(DOCUMENT EXCERPT)
= = = = =

Monday, May 30, 2005

Please Pay No Attention to the Team in Purple

Uh oh.

Peter King, Sports Illustrated's best NFL writer, just picked the Minnesota Vikings to win the NFC Championship. We do not need this. It's like the kiss of death. Next thing you know, they'll be putting Daunte Culpepper on the cover of their NFL Preview edition, thus guaranteeing our massive QB a season-ending injury.

Well, at least he didn't pick them to win the Superbowl, so there's still hope. Oh sure, we here in Vikings Nation certainly think that the Vikes have a shot at the big game, especially in this era of parity, but with our long and glorious history of choking up the game when just on the verge of glory, we certainly don't want to be under the spotlight and microscope of national expectations.

Besides, it's far too early to judge any team based on only three factors: 1) Draft; 2) Free-agent signings; 3) Summer minicamps. I can say who I think is on either an up or down trajectory in each division, but I won't make the mistake of picking results or division order yet. It's just too soon.

NFC East: Trending Up—Dallas (Bill Parcells factor, Drew Bledsoe, vastly improved defense); Washington (Joe Gibbs 2.0 in second year). Trending Down—Philadelphia (T.O. mess, Superbowl hangover); NY Giants (Eli Manning still sucks, Tom Coughlin makes Simon Cowell look like Paula Abdul).

= = = = =

(EXTRACTED MATERIAL)
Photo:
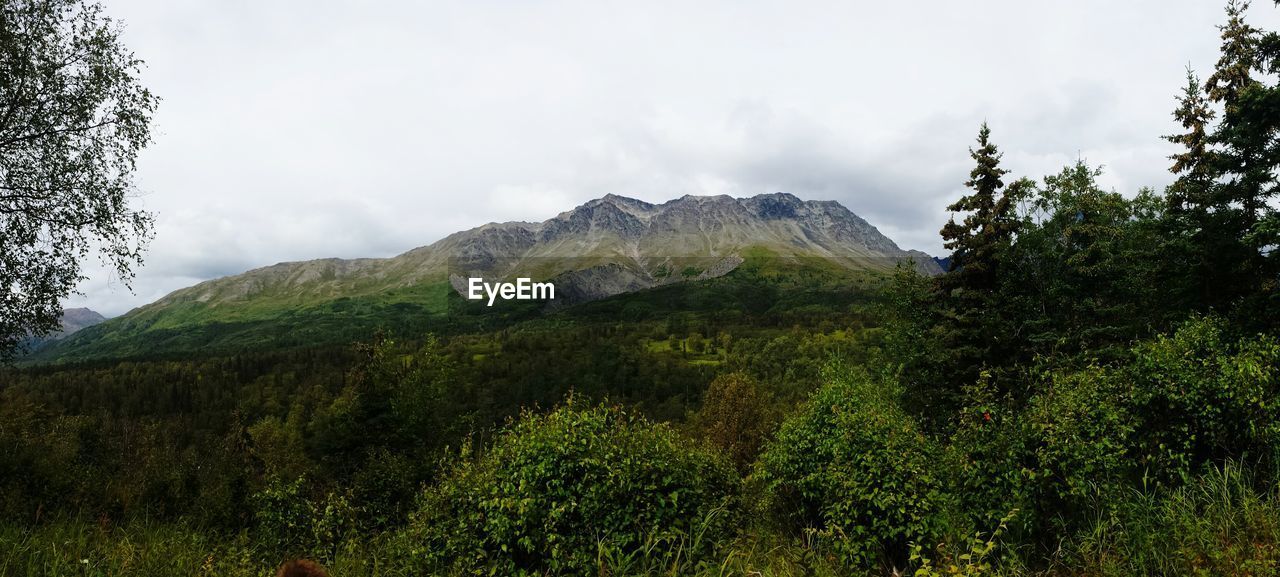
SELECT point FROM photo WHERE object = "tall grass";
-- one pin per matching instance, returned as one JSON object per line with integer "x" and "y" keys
{"x": 1220, "y": 523}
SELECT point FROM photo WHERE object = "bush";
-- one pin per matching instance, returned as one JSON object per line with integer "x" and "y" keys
{"x": 735, "y": 417}
{"x": 1083, "y": 427}
{"x": 856, "y": 475}
{"x": 556, "y": 491}
{"x": 1206, "y": 398}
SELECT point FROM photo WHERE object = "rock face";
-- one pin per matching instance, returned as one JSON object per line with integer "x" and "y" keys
{"x": 607, "y": 246}
{"x": 643, "y": 238}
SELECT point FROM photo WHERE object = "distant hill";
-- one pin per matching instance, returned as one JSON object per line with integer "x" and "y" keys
{"x": 604, "y": 247}
{"x": 72, "y": 321}
{"x": 77, "y": 319}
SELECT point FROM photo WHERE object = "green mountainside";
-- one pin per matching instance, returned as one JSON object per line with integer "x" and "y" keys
{"x": 602, "y": 248}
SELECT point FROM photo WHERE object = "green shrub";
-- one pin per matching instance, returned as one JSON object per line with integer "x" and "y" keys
{"x": 856, "y": 475}
{"x": 556, "y": 491}
{"x": 1206, "y": 398}
{"x": 292, "y": 525}
{"x": 1083, "y": 427}
{"x": 992, "y": 457}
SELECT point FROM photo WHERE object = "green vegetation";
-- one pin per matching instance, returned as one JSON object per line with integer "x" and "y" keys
{"x": 1093, "y": 389}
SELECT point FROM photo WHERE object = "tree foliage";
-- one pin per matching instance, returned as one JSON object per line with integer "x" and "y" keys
{"x": 73, "y": 118}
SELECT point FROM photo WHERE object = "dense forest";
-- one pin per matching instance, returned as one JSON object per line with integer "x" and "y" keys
{"x": 1091, "y": 388}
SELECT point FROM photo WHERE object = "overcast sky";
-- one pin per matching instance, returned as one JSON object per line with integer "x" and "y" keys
{"x": 305, "y": 129}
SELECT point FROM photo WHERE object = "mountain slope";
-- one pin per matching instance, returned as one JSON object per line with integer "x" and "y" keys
{"x": 607, "y": 246}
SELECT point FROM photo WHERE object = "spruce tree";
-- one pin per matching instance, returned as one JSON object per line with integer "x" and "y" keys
{"x": 976, "y": 335}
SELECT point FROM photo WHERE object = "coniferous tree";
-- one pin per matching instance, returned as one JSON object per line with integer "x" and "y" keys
{"x": 1219, "y": 207}
{"x": 1189, "y": 236}
{"x": 974, "y": 337}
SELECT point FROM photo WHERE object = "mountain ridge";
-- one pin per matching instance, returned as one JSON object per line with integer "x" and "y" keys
{"x": 607, "y": 246}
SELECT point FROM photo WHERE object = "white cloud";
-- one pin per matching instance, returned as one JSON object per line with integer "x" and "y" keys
{"x": 296, "y": 129}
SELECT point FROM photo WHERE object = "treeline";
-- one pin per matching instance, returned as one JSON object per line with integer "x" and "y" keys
{"x": 200, "y": 438}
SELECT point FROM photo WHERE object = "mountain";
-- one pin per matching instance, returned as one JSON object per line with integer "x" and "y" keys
{"x": 77, "y": 319}
{"x": 604, "y": 247}
{"x": 72, "y": 321}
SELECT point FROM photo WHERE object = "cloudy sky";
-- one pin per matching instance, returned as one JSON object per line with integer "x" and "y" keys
{"x": 304, "y": 129}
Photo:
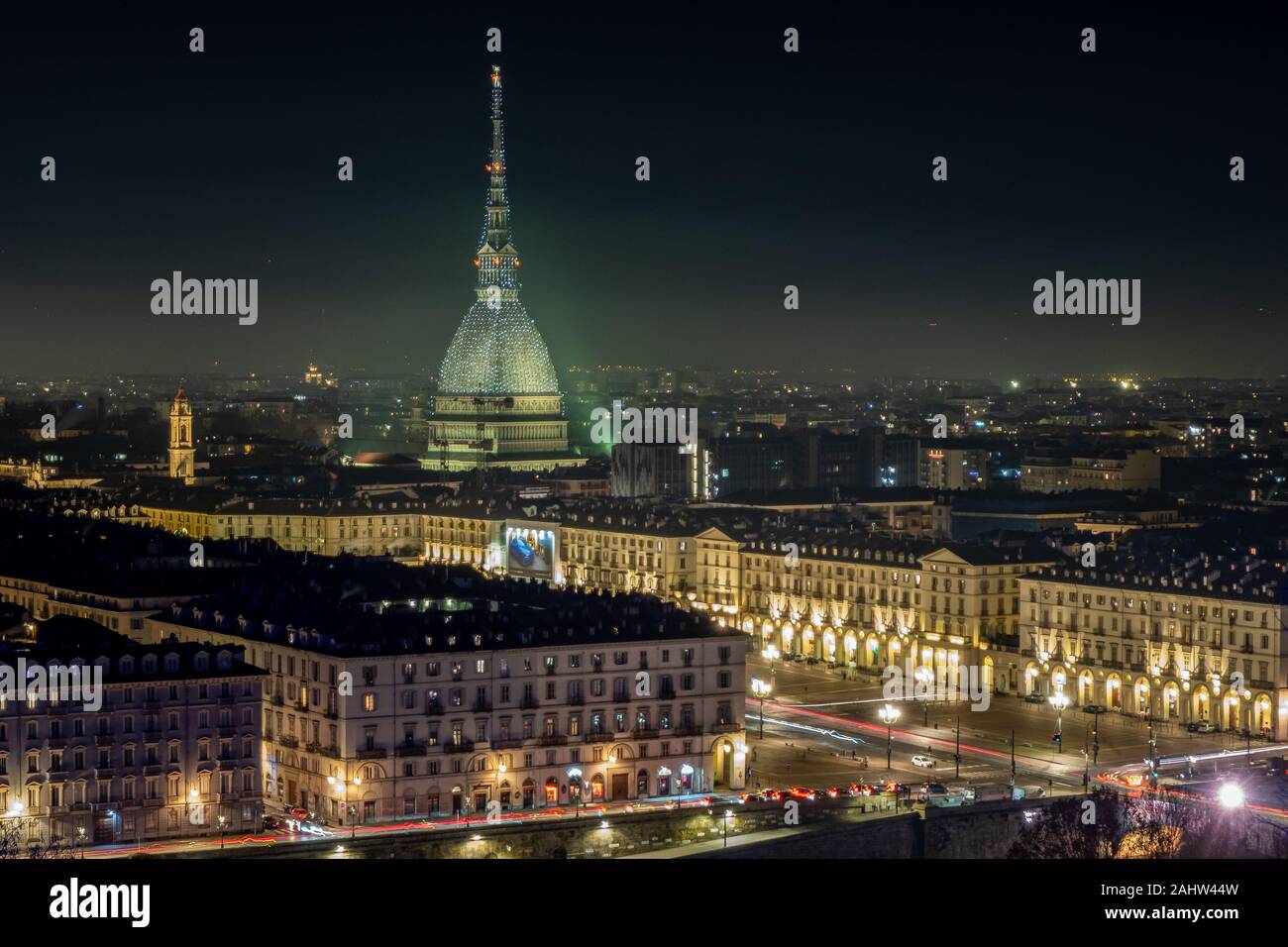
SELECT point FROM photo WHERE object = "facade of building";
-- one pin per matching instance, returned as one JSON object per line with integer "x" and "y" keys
{"x": 520, "y": 718}
{"x": 1124, "y": 470}
{"x": 1210, "y": 647}
{"x": 172, "y": 751}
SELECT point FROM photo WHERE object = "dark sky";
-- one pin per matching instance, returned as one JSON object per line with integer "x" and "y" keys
{"x": 768, "y": 169}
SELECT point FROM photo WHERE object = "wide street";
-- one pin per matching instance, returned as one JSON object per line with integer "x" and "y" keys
{"x": 815, "y": 719}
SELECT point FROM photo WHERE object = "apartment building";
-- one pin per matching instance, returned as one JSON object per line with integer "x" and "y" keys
{"x": 1202, "y": 642}
{"x": 519, "y": 694}
{"x": 172, "y": 750}
{"x": 870, "y": 602}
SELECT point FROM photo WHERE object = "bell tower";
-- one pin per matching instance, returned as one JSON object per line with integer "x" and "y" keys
{"x": 181, "y": 454}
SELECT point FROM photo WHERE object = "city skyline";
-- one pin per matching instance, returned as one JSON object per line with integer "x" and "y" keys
{"x": 914, "y": 275}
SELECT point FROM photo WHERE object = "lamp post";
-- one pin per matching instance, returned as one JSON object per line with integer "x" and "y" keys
{"x": 925, "y": 676}
{"x": 575, "y": 780}
{"x": 759, "y": 688}
{"x": 889, "y": 714}
{"x": 1059, "y": 701}
{"x": 342, "y": 781}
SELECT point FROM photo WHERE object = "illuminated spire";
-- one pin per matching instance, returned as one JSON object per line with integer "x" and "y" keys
{"x": 497, "y": 350}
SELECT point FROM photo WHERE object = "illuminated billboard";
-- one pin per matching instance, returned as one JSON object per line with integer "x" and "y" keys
{"x": 529, "y": 552}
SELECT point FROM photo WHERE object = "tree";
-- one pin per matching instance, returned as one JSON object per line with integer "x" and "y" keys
{"x": 16, "y": 841}
{"x": 1073, "y": 827}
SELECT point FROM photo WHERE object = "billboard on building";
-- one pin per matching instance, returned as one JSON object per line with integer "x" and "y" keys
{"x": 529, "y": 552}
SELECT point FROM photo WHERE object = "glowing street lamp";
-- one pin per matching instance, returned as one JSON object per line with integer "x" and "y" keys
{"x": 352, "y": 813}
{"x": 889, "y": 714}
{"x": 1059, "y": 701}
{"x": 761, "y": 689}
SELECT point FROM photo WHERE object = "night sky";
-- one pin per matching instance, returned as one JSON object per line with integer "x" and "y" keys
{"x": 768, "y": 169}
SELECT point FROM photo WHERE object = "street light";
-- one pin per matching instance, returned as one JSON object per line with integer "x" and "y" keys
{"x": 925, "y": 676}
{"x": 889, "y": 715}
{"x": 342, "y": 781}
{"x": 1059, "y": 701}
{"x": 759, "y": 688}
{"x": 575, "y": 780}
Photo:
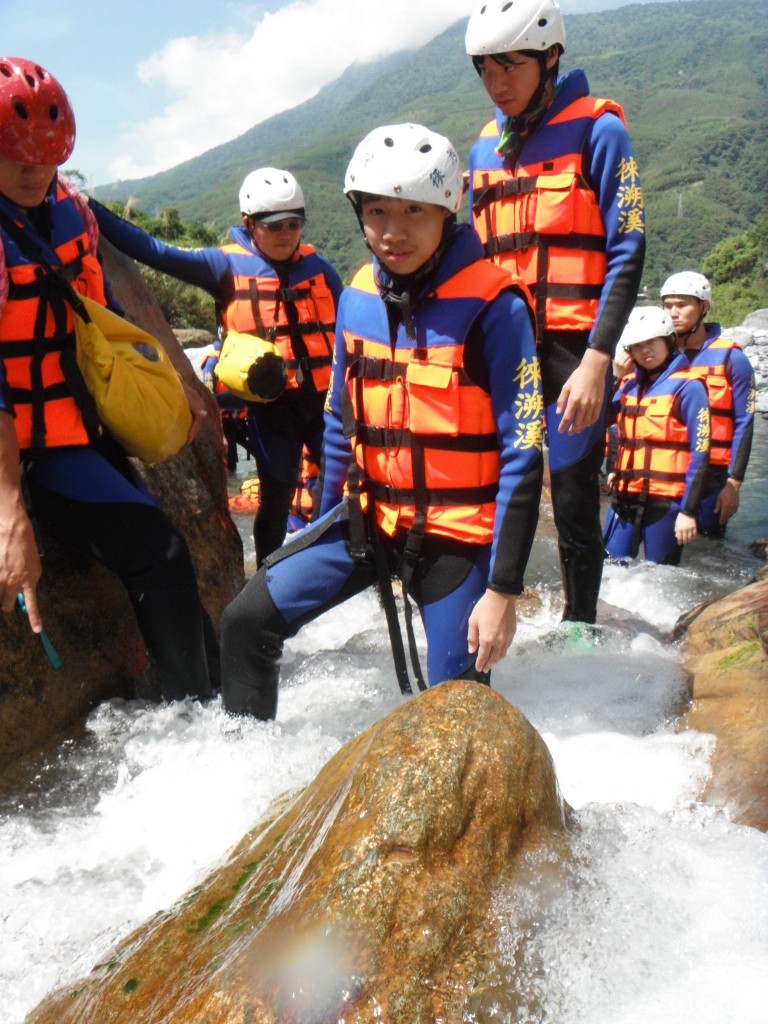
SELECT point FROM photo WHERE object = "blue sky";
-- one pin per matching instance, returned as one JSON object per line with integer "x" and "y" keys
{"x": 156, "y": 82}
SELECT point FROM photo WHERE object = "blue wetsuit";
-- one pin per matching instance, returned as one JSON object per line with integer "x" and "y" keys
{"x": 315, "y": 571}
{"x": 88, "y": 497}
{"x": 740, "y": 378}
{"x": 609, "y": 171}
{"x": 648, "y": 518}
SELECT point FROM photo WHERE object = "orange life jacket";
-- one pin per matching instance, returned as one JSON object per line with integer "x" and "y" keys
{"x": 654, "y": 450}
{"x": 543, "y": 221}
{"x": 36, "y": 328}
{"x": 259, "y": 306}
{"x": 425, "y": 436}
{"x": 711, "y": 367}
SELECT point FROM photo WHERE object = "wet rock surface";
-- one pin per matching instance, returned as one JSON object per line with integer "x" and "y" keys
{"x": 368, "y": 898}
{"x": 85, "y": 609}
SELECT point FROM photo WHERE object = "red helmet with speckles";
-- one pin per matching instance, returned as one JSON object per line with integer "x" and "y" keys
{"x": 37, "y": 124}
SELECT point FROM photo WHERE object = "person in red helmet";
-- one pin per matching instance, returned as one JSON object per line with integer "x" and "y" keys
{"x": 60, "y": 473}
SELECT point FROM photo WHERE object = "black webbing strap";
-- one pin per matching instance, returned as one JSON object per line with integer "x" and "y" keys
{"x": 384, "y": 577}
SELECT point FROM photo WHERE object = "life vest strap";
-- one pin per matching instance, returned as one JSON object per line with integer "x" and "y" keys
{"x": 508, "y": 187}
{"x": 434, "y": 497}
{"x": 520, "y": 241}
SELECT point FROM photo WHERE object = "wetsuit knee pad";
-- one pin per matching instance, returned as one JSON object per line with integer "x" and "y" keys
{"x": 252, "y": 634}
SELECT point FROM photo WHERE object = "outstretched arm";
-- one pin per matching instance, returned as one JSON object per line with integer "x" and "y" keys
{"x": 19, "y": 559}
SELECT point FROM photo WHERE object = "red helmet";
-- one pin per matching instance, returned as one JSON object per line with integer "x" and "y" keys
{"x": 37, "y": 125}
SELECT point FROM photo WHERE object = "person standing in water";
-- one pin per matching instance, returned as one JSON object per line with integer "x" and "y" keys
{"x": 433, "y": 420}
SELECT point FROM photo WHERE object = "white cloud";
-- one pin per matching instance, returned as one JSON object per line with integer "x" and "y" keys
{"x": 223, "y": 85}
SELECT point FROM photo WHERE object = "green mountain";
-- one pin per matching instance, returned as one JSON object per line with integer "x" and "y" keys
{"x": 691, "y": 78}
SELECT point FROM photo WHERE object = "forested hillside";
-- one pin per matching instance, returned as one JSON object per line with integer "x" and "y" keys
{"x": 691, "y": 78}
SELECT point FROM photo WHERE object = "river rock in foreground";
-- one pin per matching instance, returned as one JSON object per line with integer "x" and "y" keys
{"x": 369, "y": 898}
{"x": 726, "y": 643}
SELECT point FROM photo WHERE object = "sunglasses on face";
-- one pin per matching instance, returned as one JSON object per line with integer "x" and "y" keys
{"x": 290, "y": 224}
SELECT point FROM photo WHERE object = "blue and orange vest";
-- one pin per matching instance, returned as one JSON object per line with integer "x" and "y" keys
{"x": 423, "y": 432}
{"x": 543, "y": 220}
{"x": 36, "y": 328}
{"x": 261, "y": 305}
{"x": 711, "y": 367}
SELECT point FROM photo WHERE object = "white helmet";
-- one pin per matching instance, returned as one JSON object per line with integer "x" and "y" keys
{"x": 270, "y": 195}
{"x": 501, "y": 27}
{"x": 687, "y": 283}
{"x": 407, "y": 162}
{"x": 646, "y": 323}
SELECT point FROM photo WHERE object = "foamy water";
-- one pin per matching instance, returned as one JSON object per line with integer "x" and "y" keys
{"x": 662, "y": 918}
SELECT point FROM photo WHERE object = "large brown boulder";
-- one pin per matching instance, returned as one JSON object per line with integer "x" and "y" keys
{"x": 85, "y": 609}
{"x": 726, "y": 645}
{"x": 368, "y": 898}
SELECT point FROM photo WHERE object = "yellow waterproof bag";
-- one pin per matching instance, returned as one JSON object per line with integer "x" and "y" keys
{"x": 136, "y": 390}
{"x": 251, "y": 368}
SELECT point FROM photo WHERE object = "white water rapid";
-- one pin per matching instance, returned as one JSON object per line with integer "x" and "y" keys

= = = = =

(WRITTEN REQUEST)
Pick up the blog post about the Vikings and the coming NFL season after its final line and keep writing it.

(RESULT OF THE TASK)
NFC North: Trending Up—Minnesota (new owner, new Moss-free attitude, improved defense); Detroit (break-out year for Mooch's offensive scheme). Trending Down—Green Bay (Brett Favre should have retired); Chicago (still no signs of any offense whatsoever).

NFC South: Trending Up—Atlanta (Mike Vick, Jim Mora Jr., building on last year's success); Tampa Bay (the return of Chucky); Carolina (defense still scary and impressive). Trending Down—New Orleans (rumors of leaving town are never good for a franchise).

NFC West: Trending Up—Arizona (Dennis Green's second year, the return of Kurt Warner, exciting young players). Trending Down—St. Louis (the NFL's worst head coach); Seattle (the NFL's most overrated head coach); San Francisco (the NFL's most inexperienced head coach).

I'll save my AFC comments for next week, once again in response to Peter King's early predictions, which he is promising for then. I respect King's opinions and think he's one of the smartest and most astute NFL writers around. For that matter, I also like SI's Don Banks and's John Clayton and Len Pasquerelli. I still, however, do not like Joe Theisman (but doesn't that go without saying?).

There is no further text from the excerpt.